**Exercise description:**
Extract each line of the rows below that contains the string "smoke". Matching is case-sensitive.
[start Extracted entries]
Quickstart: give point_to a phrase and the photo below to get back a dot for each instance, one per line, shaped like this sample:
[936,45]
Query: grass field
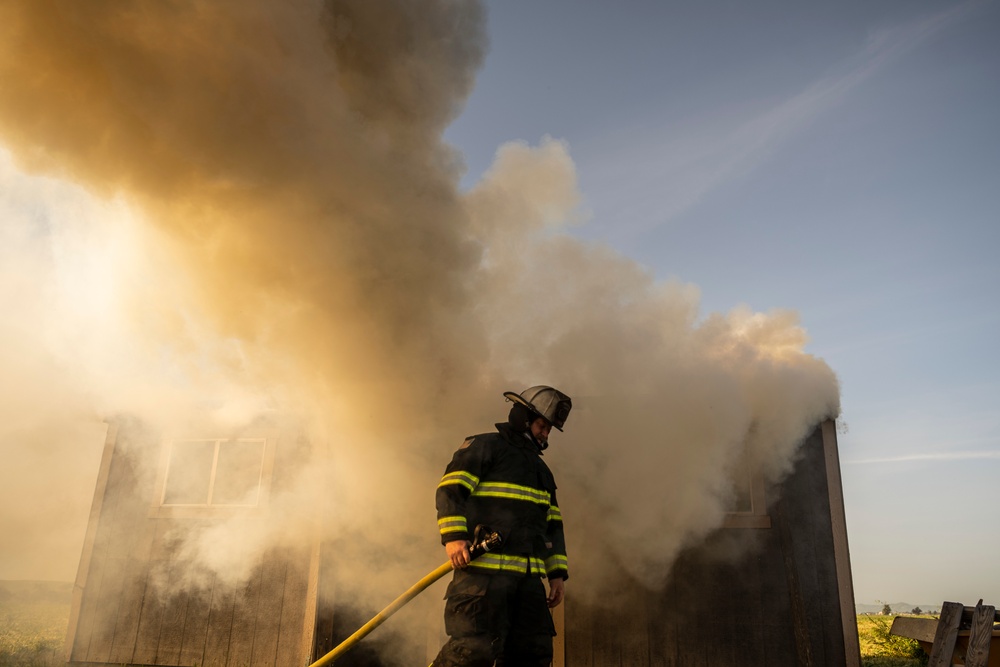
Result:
[880,649]
[34,616]
[33,620]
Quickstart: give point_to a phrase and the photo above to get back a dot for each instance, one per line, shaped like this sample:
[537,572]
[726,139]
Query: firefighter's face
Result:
[540,429]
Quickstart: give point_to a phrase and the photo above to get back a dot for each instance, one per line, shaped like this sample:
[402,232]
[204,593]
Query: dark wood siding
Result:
[778,603]
[124,619]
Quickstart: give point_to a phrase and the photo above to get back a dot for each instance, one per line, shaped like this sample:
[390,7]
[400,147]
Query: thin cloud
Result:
[932,456]
[694,161]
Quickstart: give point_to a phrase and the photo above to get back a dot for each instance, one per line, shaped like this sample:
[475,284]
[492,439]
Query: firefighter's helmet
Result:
[550,404]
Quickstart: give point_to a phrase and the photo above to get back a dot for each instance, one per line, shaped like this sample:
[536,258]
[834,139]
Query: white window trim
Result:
[206,510]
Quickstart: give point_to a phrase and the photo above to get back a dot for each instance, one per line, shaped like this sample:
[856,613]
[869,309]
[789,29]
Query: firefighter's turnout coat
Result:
[499,480]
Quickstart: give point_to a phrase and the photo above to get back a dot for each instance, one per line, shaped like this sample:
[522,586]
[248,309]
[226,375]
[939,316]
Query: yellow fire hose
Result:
[491,541]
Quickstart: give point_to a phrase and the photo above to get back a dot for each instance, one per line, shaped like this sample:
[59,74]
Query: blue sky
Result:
[838,159]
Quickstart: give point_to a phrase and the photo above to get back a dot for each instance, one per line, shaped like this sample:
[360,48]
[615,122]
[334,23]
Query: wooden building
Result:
[788,601]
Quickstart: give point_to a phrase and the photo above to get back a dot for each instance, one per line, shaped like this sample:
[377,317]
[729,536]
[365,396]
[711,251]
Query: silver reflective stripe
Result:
[466,479]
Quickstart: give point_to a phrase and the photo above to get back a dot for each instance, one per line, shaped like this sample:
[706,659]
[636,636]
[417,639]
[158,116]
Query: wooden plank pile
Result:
[961,636]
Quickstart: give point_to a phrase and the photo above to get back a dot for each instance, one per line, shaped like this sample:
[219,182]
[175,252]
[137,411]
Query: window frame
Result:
[200,511]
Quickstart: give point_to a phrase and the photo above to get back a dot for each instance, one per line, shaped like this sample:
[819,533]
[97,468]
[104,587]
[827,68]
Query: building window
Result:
[201,477]
[747,504]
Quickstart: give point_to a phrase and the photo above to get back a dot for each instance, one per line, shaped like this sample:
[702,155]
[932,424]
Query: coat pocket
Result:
[466,612]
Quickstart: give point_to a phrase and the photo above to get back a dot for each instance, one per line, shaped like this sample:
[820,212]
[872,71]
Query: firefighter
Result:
[497,608]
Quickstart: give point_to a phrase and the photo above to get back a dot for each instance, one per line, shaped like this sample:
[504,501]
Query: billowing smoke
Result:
[274,225]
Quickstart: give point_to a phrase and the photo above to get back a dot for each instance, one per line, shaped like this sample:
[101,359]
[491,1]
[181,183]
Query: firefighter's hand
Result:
[458,553]
[557,591]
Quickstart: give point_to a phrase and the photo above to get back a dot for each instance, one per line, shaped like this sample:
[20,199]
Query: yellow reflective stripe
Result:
[452,524]
[508,563]
[466,479]
[556,562]
[513,492]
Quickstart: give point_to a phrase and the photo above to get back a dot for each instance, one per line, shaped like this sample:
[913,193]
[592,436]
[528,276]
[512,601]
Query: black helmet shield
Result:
[543,401]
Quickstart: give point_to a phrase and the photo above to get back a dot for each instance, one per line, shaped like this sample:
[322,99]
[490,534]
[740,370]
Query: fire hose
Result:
[490,540]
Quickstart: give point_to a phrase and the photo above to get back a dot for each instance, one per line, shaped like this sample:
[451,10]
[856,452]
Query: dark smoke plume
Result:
[263,216]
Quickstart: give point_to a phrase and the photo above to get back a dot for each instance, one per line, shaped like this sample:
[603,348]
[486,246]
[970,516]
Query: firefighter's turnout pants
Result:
[496,617]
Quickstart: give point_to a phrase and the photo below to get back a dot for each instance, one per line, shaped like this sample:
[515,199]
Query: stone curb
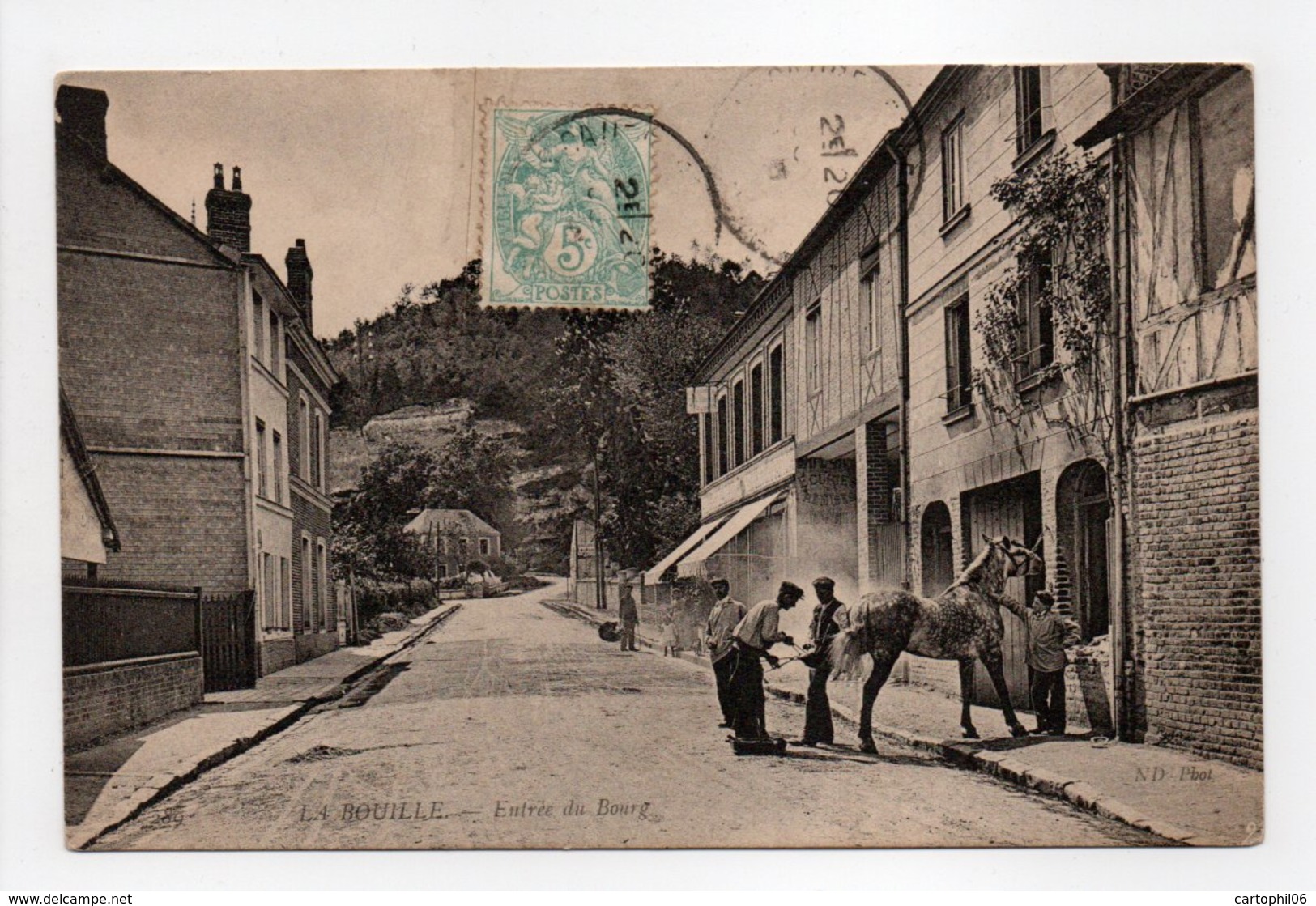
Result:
[968,755]
[164,785]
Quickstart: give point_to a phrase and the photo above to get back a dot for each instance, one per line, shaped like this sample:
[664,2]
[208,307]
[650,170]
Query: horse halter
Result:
[1020,558]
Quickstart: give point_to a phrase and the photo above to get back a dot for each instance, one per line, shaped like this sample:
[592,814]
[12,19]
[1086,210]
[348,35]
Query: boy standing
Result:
[1049,634]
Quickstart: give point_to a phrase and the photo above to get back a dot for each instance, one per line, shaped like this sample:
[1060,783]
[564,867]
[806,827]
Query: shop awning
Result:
[654,575]
[719,539]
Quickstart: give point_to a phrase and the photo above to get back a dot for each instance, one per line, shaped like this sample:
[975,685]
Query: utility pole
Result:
[600,600]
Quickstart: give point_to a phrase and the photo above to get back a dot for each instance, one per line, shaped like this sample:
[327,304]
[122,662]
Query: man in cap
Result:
[722,619]
[629,615]
[1049,634]
[829,619]
[752,638]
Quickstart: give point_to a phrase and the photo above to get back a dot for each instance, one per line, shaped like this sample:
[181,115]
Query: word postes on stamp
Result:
[568,210]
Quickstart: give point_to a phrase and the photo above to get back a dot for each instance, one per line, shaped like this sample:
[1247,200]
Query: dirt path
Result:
[513,726]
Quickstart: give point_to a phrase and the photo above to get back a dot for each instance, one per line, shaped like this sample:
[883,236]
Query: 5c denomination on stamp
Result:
[568,210]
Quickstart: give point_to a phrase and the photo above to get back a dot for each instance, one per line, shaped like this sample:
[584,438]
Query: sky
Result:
[381,171]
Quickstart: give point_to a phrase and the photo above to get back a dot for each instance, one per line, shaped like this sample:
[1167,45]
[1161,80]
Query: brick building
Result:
[879,459]
[1185,261]
[185,359]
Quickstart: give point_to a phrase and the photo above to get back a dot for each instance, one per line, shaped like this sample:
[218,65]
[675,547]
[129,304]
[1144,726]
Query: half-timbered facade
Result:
[1035,475]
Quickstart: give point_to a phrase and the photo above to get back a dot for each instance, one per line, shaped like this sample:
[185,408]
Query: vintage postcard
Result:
[783,457]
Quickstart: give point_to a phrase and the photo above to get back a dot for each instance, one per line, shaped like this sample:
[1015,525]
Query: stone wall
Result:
[1198,585]
[107,699]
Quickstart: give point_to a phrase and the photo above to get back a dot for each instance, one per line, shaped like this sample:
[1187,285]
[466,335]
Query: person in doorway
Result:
[628,615]
[829,619]
[752,638]
[722,619]
[1049,634]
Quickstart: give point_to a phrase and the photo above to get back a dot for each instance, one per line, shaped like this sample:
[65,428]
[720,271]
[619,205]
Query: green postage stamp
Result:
[568,208]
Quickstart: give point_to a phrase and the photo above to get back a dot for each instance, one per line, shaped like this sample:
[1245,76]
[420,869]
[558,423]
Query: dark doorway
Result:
[1084,514]
[939,559]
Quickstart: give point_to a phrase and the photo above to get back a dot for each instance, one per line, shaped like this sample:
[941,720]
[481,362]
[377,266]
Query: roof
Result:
[448,520]
[87,471]
[1154,97]
[874,168]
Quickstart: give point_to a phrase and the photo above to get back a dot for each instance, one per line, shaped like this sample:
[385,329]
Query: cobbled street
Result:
[515,726]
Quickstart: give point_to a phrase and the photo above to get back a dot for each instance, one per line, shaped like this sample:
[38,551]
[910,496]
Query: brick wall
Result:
[182,521]
[1198,585]
[107,699]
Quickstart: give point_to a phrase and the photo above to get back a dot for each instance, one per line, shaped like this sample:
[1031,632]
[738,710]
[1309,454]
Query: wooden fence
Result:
[120,623]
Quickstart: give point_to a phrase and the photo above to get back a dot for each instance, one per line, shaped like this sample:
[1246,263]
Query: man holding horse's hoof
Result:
[829,619]
[758,632]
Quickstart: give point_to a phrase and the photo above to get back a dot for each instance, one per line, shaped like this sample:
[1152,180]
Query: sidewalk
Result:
[1177,796]
[112,781]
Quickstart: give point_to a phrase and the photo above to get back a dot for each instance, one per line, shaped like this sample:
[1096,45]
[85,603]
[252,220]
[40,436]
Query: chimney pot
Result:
[82,113]
[228,213]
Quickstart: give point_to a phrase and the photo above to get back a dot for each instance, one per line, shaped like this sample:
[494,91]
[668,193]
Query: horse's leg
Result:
[966,695]
[993,661]
[882,664]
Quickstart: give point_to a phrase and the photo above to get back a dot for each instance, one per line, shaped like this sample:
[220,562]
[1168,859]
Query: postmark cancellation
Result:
[568,208]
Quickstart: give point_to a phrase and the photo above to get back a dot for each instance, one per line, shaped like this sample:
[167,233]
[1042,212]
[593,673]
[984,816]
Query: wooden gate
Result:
[228,642]
[1010,508]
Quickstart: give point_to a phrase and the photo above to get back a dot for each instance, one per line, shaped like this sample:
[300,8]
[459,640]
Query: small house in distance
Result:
[454,538]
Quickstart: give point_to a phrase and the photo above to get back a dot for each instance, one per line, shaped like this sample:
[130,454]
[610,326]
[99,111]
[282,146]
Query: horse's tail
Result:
[846,649]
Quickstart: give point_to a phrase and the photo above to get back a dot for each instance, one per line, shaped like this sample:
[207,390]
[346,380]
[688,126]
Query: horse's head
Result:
[1010,559]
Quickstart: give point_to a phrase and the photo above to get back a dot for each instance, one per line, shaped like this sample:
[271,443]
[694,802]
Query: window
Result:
[284,593]
[722,453]
[953,170]
[709,448]
[739,423]
[316,449]
[275,359]
[269,588]
[305,583]
[871,313]
[777,404]
[1225,198]
[814,349]
[958,362]
[261,465]
[1033,308]
[305,438]
[257,326]
[322,583]
[756,409]
[278,467]
[1028,107]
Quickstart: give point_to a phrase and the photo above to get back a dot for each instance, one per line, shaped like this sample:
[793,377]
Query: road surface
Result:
[end Extracted entries]
**Written solution:**
Query: billowing smoke
Query: dark smoke plume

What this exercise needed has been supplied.